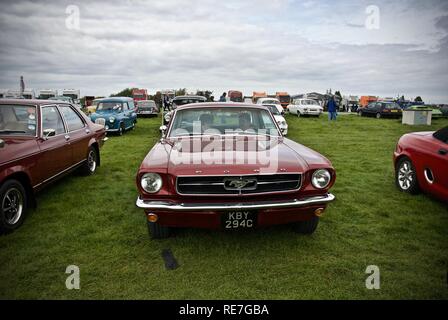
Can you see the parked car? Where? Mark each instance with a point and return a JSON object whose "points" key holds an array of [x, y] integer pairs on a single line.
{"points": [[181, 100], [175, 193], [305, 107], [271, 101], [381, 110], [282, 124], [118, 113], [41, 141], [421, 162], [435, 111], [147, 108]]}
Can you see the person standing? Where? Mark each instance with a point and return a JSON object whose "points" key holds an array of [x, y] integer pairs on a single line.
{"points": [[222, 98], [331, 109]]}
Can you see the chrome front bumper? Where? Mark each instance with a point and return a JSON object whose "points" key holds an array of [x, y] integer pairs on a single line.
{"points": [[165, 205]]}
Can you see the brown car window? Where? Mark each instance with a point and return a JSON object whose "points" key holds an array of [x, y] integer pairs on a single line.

...

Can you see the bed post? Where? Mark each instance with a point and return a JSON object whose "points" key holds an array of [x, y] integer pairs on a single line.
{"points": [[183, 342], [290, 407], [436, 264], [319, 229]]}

==

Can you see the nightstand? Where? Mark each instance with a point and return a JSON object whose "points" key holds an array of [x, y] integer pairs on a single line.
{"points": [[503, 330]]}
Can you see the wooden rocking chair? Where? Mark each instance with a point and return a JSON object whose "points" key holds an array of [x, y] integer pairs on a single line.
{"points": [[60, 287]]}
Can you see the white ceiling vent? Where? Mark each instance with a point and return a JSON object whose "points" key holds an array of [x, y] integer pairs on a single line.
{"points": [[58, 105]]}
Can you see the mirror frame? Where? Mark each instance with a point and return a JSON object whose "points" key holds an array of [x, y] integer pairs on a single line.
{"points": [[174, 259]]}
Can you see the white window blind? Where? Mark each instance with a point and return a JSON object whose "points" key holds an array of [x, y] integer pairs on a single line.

#### Written exercise:
How many rows above contain the word "white"? Reply with the number only.

#### Answer in full:
2